● **Records provided**:
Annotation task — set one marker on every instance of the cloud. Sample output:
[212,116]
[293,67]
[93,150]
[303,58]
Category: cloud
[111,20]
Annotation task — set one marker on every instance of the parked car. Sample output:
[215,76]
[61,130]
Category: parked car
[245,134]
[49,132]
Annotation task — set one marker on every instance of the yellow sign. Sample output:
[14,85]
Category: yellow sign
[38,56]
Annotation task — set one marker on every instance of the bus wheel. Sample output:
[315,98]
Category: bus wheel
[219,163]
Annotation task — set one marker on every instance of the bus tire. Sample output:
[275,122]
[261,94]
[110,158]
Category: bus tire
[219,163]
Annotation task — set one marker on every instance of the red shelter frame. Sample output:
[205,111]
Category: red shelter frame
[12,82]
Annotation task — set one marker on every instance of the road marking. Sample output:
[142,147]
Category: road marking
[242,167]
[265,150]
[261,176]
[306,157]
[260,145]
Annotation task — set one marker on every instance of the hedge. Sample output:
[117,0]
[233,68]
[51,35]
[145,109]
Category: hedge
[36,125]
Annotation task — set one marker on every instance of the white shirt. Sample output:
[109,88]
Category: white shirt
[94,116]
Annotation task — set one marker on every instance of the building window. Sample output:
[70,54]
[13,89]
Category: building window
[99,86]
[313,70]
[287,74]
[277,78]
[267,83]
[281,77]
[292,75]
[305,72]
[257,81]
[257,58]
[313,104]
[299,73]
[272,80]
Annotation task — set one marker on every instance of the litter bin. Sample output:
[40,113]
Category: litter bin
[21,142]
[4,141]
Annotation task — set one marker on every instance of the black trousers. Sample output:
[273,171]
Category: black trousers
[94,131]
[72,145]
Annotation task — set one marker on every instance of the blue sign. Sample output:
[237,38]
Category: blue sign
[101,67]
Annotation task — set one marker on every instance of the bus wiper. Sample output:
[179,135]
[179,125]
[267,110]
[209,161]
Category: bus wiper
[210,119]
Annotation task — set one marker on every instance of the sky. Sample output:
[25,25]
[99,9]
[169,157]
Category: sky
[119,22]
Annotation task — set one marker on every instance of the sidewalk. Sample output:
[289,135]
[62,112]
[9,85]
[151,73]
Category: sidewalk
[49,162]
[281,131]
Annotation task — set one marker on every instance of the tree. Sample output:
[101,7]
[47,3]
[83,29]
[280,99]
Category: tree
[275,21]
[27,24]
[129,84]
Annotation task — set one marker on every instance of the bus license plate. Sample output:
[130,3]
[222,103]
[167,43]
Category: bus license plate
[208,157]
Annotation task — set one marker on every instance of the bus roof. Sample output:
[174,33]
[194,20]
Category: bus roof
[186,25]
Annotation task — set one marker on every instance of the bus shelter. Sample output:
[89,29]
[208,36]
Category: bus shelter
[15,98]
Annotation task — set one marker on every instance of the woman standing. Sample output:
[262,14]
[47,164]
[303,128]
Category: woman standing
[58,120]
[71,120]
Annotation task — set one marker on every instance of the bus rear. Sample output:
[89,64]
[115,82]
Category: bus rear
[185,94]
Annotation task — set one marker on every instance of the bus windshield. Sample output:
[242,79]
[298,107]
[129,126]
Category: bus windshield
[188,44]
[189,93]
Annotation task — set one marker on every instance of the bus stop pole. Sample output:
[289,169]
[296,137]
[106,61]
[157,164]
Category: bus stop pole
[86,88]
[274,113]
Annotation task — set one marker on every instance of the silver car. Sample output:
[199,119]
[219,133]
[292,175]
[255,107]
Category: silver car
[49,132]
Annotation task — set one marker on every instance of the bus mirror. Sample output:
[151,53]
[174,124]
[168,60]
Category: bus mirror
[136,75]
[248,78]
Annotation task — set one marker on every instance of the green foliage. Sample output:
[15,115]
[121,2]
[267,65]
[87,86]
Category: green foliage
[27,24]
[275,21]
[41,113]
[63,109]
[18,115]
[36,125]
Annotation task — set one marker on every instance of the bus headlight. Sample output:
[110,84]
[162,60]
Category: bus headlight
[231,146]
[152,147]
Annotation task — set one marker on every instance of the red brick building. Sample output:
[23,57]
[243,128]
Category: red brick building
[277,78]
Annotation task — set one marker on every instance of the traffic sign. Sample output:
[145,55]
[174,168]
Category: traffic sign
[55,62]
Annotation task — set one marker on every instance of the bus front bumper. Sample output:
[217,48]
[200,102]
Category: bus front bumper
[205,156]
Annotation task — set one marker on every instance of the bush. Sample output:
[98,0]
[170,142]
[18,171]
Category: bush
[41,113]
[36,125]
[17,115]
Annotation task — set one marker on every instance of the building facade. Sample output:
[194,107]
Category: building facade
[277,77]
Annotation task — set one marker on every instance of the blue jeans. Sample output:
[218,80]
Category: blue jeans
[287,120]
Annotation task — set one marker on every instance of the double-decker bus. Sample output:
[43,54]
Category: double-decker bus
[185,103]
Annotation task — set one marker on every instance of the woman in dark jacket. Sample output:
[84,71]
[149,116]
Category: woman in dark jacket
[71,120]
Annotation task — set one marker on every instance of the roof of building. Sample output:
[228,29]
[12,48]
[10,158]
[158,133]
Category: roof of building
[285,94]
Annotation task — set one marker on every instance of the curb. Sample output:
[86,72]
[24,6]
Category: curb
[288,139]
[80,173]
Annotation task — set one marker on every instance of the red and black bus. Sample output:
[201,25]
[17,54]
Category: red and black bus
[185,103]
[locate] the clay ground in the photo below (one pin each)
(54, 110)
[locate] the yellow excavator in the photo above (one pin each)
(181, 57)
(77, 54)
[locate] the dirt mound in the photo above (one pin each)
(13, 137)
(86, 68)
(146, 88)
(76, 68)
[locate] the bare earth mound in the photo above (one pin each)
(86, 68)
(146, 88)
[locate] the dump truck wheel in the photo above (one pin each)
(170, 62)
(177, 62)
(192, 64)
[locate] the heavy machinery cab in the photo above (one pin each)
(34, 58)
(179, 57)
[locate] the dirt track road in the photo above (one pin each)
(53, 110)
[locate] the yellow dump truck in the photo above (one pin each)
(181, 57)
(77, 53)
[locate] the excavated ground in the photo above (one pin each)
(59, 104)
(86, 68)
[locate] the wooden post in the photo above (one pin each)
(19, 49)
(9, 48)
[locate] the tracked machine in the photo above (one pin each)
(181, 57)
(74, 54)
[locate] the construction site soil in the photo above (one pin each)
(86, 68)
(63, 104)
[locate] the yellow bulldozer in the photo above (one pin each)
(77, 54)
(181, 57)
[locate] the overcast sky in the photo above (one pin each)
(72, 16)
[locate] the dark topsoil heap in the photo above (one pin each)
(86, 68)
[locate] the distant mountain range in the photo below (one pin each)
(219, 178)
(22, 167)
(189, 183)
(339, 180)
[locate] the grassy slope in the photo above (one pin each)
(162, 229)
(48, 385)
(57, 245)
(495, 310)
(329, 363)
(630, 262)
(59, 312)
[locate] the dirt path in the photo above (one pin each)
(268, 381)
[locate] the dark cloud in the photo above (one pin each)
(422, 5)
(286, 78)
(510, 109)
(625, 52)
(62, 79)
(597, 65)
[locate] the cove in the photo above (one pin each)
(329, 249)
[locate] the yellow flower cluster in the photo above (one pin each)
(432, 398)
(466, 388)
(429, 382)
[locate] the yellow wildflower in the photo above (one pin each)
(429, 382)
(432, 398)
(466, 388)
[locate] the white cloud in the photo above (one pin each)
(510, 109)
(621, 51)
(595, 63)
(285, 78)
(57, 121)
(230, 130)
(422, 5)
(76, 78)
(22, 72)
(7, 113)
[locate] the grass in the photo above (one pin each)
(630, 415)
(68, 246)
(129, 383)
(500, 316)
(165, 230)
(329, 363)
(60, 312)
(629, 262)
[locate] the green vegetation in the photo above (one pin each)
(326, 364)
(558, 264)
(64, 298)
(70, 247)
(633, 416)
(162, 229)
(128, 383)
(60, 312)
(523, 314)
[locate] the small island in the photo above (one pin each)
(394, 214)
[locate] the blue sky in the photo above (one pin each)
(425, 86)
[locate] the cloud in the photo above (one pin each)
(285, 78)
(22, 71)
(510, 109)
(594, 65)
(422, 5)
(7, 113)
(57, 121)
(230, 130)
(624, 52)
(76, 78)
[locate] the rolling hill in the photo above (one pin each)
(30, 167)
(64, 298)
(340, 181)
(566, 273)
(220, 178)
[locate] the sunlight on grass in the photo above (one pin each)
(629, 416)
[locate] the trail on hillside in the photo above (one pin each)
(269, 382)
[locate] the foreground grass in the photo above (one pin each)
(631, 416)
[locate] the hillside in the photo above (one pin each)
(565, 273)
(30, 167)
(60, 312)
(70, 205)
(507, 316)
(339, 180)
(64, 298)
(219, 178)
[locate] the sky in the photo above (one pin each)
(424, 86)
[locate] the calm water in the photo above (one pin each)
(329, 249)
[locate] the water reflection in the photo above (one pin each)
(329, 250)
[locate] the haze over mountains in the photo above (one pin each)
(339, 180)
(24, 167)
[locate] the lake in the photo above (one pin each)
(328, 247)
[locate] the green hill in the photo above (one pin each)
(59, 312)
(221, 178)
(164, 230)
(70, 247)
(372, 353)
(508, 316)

● **What is needed**:
Start printing at the line with "[locate] the haze" and stop after the final line of the listing above, keeping every line exact.

● **Your solution**:
[locate] the haze over mountains in the photo above (one pin each)
(339, 180)
(24, 167)
[locate] the lake in the photo above (one pin each)
(328, 247)
[locate] the green hill in the photo above (one pin each)
(59, 312)
(221, 178)
(164, 230)
(70, 247)
(372, 353)
(508, 316)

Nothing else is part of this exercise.